(Beginning of Data for analysis)

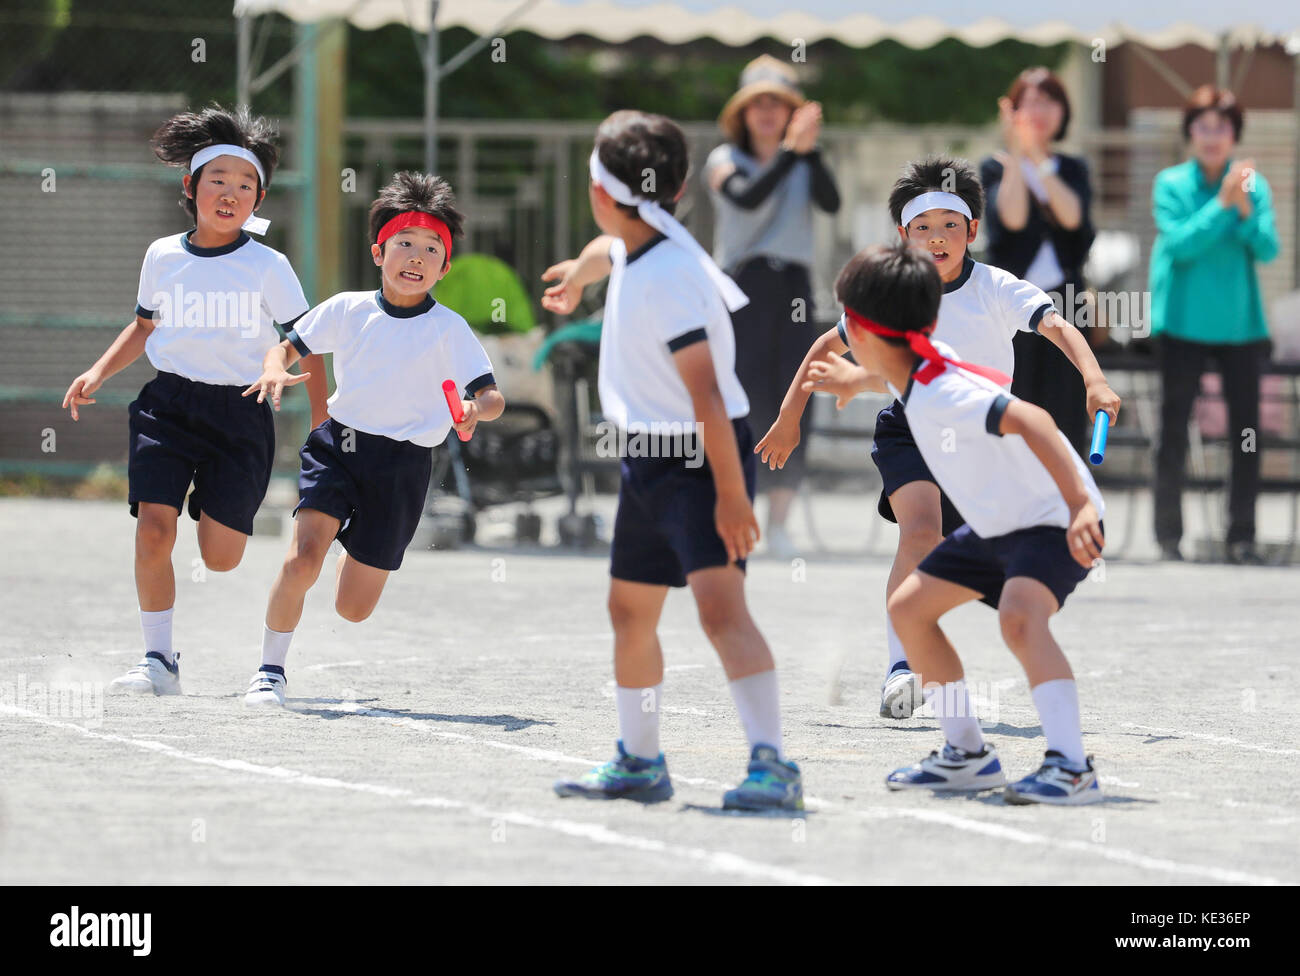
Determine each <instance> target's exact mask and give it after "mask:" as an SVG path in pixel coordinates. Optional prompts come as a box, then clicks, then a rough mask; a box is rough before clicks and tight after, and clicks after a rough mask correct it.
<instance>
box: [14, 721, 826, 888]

(End of Data for analysis)
(Beginning of Data for analysis)

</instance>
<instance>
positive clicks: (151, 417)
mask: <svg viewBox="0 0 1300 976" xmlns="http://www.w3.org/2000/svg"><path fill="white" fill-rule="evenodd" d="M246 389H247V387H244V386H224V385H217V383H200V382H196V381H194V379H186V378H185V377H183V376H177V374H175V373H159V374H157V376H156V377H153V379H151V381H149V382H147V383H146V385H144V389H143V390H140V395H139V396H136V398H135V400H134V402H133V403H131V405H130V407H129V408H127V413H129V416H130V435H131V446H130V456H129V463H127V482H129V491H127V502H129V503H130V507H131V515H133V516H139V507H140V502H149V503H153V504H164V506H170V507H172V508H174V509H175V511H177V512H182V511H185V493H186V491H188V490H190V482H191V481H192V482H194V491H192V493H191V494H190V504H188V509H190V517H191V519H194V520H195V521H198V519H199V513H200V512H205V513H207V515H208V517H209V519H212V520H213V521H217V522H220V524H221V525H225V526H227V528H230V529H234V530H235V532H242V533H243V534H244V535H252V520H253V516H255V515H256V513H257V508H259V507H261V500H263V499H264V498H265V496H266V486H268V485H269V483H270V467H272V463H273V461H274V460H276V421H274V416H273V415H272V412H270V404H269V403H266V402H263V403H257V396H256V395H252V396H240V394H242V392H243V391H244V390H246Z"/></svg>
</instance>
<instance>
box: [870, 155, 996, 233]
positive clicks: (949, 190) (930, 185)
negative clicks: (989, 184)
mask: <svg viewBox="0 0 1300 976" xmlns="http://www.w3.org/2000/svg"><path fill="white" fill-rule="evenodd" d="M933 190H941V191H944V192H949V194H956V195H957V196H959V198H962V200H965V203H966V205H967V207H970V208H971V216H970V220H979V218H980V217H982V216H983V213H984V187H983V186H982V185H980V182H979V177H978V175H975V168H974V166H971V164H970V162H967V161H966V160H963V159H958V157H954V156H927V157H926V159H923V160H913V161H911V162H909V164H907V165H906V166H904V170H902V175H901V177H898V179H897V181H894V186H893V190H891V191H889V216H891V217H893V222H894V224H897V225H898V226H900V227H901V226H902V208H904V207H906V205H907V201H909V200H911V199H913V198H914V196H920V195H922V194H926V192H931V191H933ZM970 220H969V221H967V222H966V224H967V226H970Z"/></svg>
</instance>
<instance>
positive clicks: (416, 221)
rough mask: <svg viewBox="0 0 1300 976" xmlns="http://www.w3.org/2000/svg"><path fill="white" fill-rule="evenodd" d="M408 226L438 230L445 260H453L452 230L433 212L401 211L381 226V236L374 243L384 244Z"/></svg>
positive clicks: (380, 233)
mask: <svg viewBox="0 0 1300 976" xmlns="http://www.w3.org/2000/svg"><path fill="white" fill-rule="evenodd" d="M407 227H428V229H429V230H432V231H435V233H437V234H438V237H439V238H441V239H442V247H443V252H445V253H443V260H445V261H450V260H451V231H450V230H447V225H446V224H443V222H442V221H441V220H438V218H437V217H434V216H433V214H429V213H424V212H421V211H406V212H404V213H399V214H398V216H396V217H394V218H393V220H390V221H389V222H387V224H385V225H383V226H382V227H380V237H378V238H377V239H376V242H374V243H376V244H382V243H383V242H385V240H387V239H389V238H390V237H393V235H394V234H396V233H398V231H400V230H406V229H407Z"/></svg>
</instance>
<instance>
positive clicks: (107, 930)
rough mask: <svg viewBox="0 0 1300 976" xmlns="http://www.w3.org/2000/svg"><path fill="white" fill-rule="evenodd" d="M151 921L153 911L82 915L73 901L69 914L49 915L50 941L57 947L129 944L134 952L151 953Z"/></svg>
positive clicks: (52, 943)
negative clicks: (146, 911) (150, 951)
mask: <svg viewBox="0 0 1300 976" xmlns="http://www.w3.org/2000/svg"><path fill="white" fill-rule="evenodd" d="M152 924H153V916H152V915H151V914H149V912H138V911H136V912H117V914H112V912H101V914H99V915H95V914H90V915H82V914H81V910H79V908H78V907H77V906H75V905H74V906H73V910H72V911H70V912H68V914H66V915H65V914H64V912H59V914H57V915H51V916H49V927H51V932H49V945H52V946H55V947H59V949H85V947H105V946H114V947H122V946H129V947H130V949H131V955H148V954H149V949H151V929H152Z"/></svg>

(End of Data for analysis)

**What to do**. Give the number of lines in the listing above that contain the word "positive". Reply with the number alone.

**Answer space**. 6